=== PROBLEM DESCRIPTION ===
Each entry below is to be extracted exactly.

=== DATA EXCERPTS ===
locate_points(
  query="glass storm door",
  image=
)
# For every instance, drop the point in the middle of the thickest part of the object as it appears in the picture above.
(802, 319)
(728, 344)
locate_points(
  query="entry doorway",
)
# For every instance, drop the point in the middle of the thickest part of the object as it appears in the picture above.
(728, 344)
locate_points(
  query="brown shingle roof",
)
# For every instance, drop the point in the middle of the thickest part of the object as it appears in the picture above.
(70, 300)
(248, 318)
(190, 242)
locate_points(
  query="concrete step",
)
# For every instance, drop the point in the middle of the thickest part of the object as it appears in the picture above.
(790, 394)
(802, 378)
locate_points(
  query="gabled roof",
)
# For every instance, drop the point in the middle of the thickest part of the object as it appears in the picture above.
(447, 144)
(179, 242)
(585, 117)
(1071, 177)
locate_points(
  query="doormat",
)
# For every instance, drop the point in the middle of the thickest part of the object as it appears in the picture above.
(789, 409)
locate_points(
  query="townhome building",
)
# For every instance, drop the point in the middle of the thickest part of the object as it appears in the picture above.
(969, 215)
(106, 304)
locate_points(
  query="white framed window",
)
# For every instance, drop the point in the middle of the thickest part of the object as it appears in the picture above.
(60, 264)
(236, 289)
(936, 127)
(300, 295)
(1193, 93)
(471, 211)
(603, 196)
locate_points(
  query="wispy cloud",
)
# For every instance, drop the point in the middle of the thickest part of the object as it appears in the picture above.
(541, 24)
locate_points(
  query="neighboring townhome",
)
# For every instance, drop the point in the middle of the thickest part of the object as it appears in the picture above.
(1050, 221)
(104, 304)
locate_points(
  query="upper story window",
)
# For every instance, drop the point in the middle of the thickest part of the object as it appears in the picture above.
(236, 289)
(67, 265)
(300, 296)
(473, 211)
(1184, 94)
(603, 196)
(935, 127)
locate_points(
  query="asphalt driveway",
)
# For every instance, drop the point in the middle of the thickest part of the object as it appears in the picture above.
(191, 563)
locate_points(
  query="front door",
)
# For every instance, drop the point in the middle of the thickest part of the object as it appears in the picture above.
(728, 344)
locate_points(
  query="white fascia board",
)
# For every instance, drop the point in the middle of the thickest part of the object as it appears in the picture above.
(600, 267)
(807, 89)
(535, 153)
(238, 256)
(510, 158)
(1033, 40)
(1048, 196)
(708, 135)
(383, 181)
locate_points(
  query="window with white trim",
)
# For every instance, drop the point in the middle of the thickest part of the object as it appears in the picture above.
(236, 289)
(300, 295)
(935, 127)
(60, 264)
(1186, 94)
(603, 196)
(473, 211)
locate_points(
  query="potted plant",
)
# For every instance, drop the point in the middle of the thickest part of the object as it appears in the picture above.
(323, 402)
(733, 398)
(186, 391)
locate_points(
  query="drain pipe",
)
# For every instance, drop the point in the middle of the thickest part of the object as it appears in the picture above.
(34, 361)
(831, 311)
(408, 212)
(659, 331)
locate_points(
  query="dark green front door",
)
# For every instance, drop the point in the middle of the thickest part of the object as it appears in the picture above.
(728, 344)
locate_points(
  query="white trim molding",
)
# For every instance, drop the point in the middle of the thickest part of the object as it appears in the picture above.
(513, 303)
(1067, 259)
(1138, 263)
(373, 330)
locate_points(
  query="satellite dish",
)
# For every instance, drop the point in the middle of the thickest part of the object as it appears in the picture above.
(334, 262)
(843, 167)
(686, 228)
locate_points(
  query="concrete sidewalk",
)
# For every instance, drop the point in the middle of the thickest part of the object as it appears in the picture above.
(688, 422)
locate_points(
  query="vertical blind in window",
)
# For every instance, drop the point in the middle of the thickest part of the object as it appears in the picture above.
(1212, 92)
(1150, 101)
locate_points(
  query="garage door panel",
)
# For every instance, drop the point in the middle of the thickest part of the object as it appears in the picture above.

=== TASK SOLUTION ===
locate_points(
  query="glass storm door",
  image=
)
# For every instance, drop the point in the middle of the thickest part of the object as it appears in the picture above.
(802, 319)
(728, 344)
locate_points(
  query="entry doorway",
)
# For every instance, drop the point in the middle of the thickest part of the object as it appears in the picture above.
(728, 344)
locate_points(
  query="brown shingle roof",
)
# For every instance, drop the point in the middle of the thickest part of the object as it appears in the picture above.
(70, 300)
(248, 318)
(190, 242)
locate_points(
  query="concrete step",
)
# For every instance, drop the point in the middle of the thickest part of the object as it appears in the picture above.
(790, 394)
(802, 378)
locate_points(
  query="gabled roof",
)
# For every instance, drop the point in the middle of the thickest part of the object as it appears in the picture above.
(447, 144)
(179, 242)
(585, 117)
(1071, 177)
locate_points(
  query="doormat",
)
# For every instance, drop the point in the middle of the thickest part of the object as it appears in the picture above.
(789, 409)
locate_points(
  query="townhome building",
)
# For every instance, drop the point in the middle of the thickest part of the object as it appears in the picture above.
(969, 215)
(106, 304)
locate_points(
  query="white framed window",
)
# For every instance, drop the point in the middle of the thickest part of the object as it appears in the picture above.
(60, 264)
(236, 289)
(936, 127)
(300, 295)
(1193, 93)
(471, 211)
(603, 196)
locate_points(
  query="wispy cloud",
)
# For every instance, drop the point in the middle of the thickest part of the object as it appears in the picture above.
(541, 24)
locate_points(
  query="neighboring townhome",
)
# For every instance, drop the point in the middle of the thickest part of the object as it appears in the picture above.
(1050, 221)
(104, 304)
locate_points(
  query="upper story window",
)
# For every instance, drop the point in the middle of the thickest part of the object as it appears in the picture above.
(236, 289)
(67, 265)
(300, 296)
(473, 211)
(1184, 94)
(603, 196)
(935, 127)
locate_points(
  query="asphalt driveway",
)
# For every instance, drop the point in the middle of the thickest part of the object as it appears in the picture above.
(191, 563)
locate_points(
  query="front door",
)
# For every instance, drop the point in the middle of the thickest part of the object as it appears in the picture above.
(728, 344)
locate_points(
  query="white fascia board",
)
# For every instance, drop the point in the middle of the thickest part of the object as it appears in the picture above.
(600, 267)
(807, 89)
(535, 153)
(238, 256)
(510, 158)
(1033, 40)
(1048, 196)
(708, 135)
(383, 181)
locate_points(
  query="window with white trim",
)
# For every instance, drop the point in the middle of the thickest part of the object as it appears in the picture above.
(236, 289)
(300, 295)
(935, 127)
(60, 264)
(1186, 94)
(603, 196)
(473, 211)
locate_points(
  query="potted plant",
)
# For every instance, drop the point in the middle of the thickest part of the object as it appears in the picture above.
(323, 402)
(733, 398)
(186, 391)
locate_points(
  query="drain pipe",
)
# For every instance, drop the point in the middle of the thickest part of the object as it appears in the picture above.
(34, 361)
(831, 311)
(408, 212)
(659, 331)
locate_points(
  query="dark green front door",
)
# For every instance, drop the point in the middle of the thickest part of the object as it appears in the picture above.
(728, 344)
locate_points(
  query="white trim molding",
)
# For every instance, drop the point in the middle of the thickest part of the object as it appears in the picture above.
(513, 303)
(1067, 259)
(1138, 263)
(373, 330)
locate_points(
  query="satellite dish",
)
# For every instance, drop the point in the middle of the thickest part of the object as it appears in the picture above.
(334, 262)
(843, 167)
(686, 228)
locate_points(
  query="concrete sidewalk",
)
# For every instance, drop the point in the middle of the thickest part of the object as it appears in the picture above.
(688, 422)
locate_points(
  query="vertical blind in window",
)
# For every instance, drop the point in the middle of the thickest part of the object as it appears in the picture above.
(1212, 92)
(1150, 101)
locate_points(
  query="garage door panel",
)
# For every instance, drop the point in the middle of the thickest part of the object as it appears in the picture above.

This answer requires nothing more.